Reproduce the items below verbatim, starting at the line with "Scan the provided UI screenshot for the palm" and ending at the line with "[97,182,577,300]", both lines included.

### LISTED ENTRIES

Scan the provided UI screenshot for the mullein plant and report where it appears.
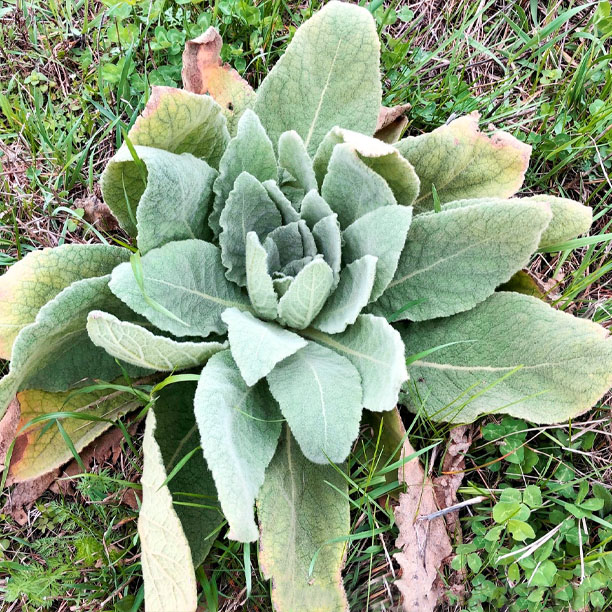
[0,2,612,612]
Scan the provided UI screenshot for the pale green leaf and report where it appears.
[87,310,227,372]
[195,351,281,542]
[395,113,531,213]
[208,110,277,234]
[312,255,376,334]
[10,389,141,482]
[342,206,412,302]
[219,172,282,287]
[401,292,612,423]
[153,382,225,567]
[278,258,334,329]
[257,427,350,612]
[110,240,248,337]
[222,308,306,387]
[268,342,362,463]
[374,199,551,321]
[246,232,278,320]
[278,130,317,193]
[0,244,130,359]
[128,86,229,168]
[305,315,408,412]
[138,410,198,612]
[254,2,381,155]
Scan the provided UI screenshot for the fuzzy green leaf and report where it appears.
[128,86,229,168]
[342,206,412,302]
[87,310,227,372]
[278,258,334,329]
[138,410,198,612]
[254,2,381,155]
[219,172,281,287]
[395,113,531,213]
[312,255,376,334]
[268,342,362,463]
[374,199,552,321]
[257,427,350,612]
[110,240,248,337]
[222,308,306,387]
[305,315,408,412]
[401,292,612,423]
[195,351,281,542]
[0,244,130,359]
[208,110,277,234]
[246,232,278,320]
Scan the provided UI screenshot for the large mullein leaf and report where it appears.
[395,113,531,213]
[342,206,412,302]
[254,2,381,155]
[401,292,612,423]
[0,275,148,417]
[128,87,229,168]
[374,199,552,321]
[313,127,419,213]
[246,232,278,320]
[10,389,142,482]
[138,410,198,612]
[109,240,248,337]
[100,145,217,238]
[0,244,130,359]
[312,255,376,334]
[268,342,362,463]
[195,351,281,542]
[153,382,225,567]
[181,26,255,136]
[257,427,350,612]
[208,110,277,234]
[278,258,334,329]
[221,308,306,387]
[305,315,408,412]
[219,172,282,287]
[87,310,227,372]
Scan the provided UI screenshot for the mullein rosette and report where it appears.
[0,2,612,612]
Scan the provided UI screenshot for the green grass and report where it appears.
[0,0,612,612]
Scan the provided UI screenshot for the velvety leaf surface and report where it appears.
[395,113,531,213]
[306,315,408,412]
[208,110,277,234]
[312,255,376,334]
[278,259,334,329]
[246,232,278,319]
[342,206,412,302]
[10,389,141,482]
[154,383,224,567]
[401,292,612,423]
[181,26,255,136]
[109,240,248,337]
[0,244,129,359]
[374,199,552,321]
[0,275,148,417]
[138,410,197,612]
[221,308,306,387]
[87,310,227,372]
[268,342,362,463]
[219,172,282,287]
[257,427,350,612]
[195,351,281,542]
[254,2,381,155]
[128,86,229,168]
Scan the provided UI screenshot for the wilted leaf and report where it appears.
[254,2,381,155]
[401,292,612,423]
[181,27,255,135]
[257,427,350,612]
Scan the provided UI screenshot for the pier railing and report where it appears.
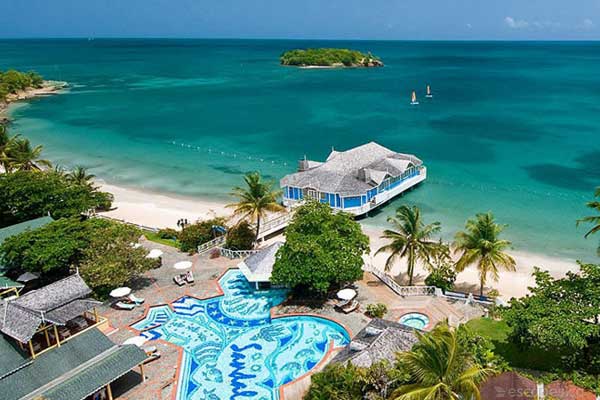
[365,265,437,297]
[219,247,258,259]
[198,236,225,254]
[90,214,160,232]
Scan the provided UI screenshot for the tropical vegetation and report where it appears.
[280,48,383,67]
[577,187,600,256]
[453,213,516,295]
[227,172,285,240]
[376,205,443,286]
[0,170,113,227]
[271,201,369,295]
[0,69,44,102]
[177,218,227,253]
[0,217,156,298]
[391,324,496,400]
[304,324,501,400]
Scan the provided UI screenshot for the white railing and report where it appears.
[252,213,293,239]
[198,236,225,254]
[366,266,437,297]
[219,247,258,259]
[91,214,160,232]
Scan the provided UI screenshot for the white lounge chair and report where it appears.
[185,271,194,283]
[173,274,186,286]
[115,301,135,310]
[128,293,146,304]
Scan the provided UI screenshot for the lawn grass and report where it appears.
[144,231,179,249]
[467,318,562,371]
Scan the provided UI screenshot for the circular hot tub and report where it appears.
[398,313,429,330]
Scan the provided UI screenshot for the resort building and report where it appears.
[332,318,419,368]
[0,274,147,400]
[280,142,427,215]
[238,242,283,289]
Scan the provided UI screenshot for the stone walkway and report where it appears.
[99,240,482,400]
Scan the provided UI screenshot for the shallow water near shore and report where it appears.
[0,40,600,261]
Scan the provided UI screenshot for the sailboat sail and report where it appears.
[410,90,417,104]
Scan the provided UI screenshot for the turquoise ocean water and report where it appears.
[0,40,600,261]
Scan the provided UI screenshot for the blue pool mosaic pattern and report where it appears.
[132,270,350,400]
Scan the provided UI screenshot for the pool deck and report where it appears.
[99,240,478,400]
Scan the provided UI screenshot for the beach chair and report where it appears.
[173,274,186,286]
[342,300,359,314]
[185,271,194,283]
[115,301,135,310]
[128,293,146,304]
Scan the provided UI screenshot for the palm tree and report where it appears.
[375,205,441,286]
[67,165,96,187]
[453,213,516,295]
[391,324,496,400]
[0,124,18,172]
[577,186,600,256]
[6,137,52,171]
[227,172,285,241]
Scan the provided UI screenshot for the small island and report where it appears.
[0,69,67,124]
[280,49,383,68]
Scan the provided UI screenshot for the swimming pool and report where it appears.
[132,270,350,400]
[398,313,429,329]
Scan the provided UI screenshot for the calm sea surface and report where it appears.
[0,40,600,261]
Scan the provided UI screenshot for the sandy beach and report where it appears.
[97,182,577,300]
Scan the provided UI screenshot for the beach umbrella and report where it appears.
[110,286,131,298]
[17,272,39,283]
[173,261,192,269]
[337,289,356,300]
[146,249,163,258]
[123,336,148,347]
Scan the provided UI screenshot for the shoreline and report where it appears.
[0,81,69,123]
[96,180,578,300]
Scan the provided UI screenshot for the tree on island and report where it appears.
[271,201,369,295]
[227,172,285,241]
[391,324,495,400]
[577,187,600,256]
[375,205,442,286]
[453,213,516,296]
[501,263,600,375]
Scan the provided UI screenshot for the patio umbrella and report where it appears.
[173,261,192,269]
[17,272,39,283]
[110,286,131,298]
[146,249,163,258]
[123,336,148,347]
[337,289,356,300]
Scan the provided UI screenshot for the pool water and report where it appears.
[132,270,350,400]
[398,313,429,330]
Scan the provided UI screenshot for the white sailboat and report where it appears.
[410,90,419,106]
[425,85,433,99]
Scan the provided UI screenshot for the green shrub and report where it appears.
[158,228,179,240]
[367,303,387,318]
[425,263,456,292]
[178,218,225,253]
[225,221,256,250]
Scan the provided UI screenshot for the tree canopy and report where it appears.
[0,69,44,101]
[502,264,600,374]
[280,48,383,67]
[271,201,369,294]
[0,218,114,276]
[0,171,112,227]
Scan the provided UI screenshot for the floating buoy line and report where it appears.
[168,140,293,167]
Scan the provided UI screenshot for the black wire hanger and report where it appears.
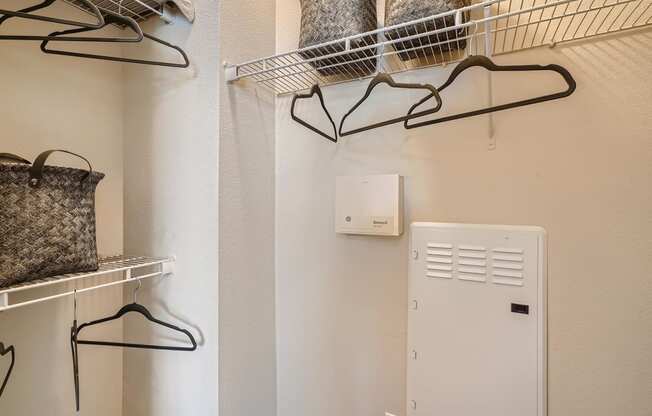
[70,280,197,411]
[340,72,442,137]
[0,342,16,397]
[290,84,337,143]
[0,4,144,43]
[41,10,190,68]
[404,55,577,129]
[0,0,104,40]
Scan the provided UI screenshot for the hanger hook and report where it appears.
[469,21,478,55]
[134,279,143,303]
[72,288,77,321]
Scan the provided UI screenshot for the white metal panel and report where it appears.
[407,223,546,416]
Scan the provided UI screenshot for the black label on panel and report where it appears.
[512,303,530,315]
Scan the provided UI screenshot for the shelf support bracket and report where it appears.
[484,6,496,150]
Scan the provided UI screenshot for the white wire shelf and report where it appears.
[65,0,195,23]
[0,256,174,312]
[226,0,652,95]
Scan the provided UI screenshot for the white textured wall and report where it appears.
[219,0,276,416]
[276,0,652,416]
[0,0,123,416]
[123,0,221,416]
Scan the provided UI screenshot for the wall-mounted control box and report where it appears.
[335,175,403,236]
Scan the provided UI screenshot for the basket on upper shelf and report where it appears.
[299,0,377,76]
[385,0,471,61]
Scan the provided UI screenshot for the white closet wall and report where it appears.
[276,0,652,416]
[218,0,276,416]
[122,0,221,416]
[0,0,124,416]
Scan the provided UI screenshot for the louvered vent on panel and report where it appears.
[426,243,453,279]
[491,248,525,286]
[457,245,487,282]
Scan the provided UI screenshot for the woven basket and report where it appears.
[299,0,378,76]
[385,0,471,61]
[0,150,104,288]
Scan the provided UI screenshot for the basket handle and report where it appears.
[29,149,93,188]
[0,153,32,165]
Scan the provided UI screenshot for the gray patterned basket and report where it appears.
[385,0,471,61]
[299,0,378,76]
[0,150,104,288]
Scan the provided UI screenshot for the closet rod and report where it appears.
[0,259,174,313]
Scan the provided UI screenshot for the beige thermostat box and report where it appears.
[335,175,403,236]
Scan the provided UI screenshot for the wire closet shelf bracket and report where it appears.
[0,256,175,313]
[225,0,652,95]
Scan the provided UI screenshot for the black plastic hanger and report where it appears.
[404,55,577,129]
[73,303,197,351]
[41,10,190,68]
[70,286,197,411]
[340,73,442,137]
[0,342,16,397]
[0,5,144,42]
[290,84,337,143]
[0,0,104,40]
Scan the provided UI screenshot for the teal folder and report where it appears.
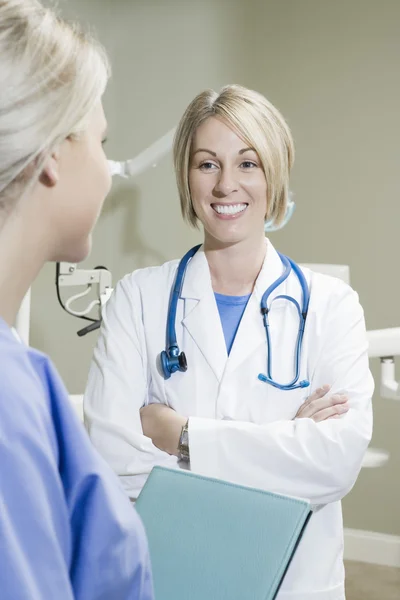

######

**REPLY TO THE EXERCISE**
Scan the provided UI screenshot for the palm tree and report where it appears.
[375,205,441,286]
[67,165,96,187]
[453,213,516,295]
[391,324,496,400]
[0,124,18,172]
[577,186,600,256]
[6,137,52,171]
[227,172,285,241]
Scan the provided UI screenshot for the small island and report where it appears.
[0,69,67,124]
[280,49,383,68]
Scan the provided UI screenshot for the swimming pool and report where it appears.
[132,270,350,400]
[398,313,429,329]
Scan the provided UI screenshot for the calm sea surface and report where it appears.
[0,40,600,261]
Scan the provided UI screenshot for the sandy beach and report where it appears.
[97,182,577,300]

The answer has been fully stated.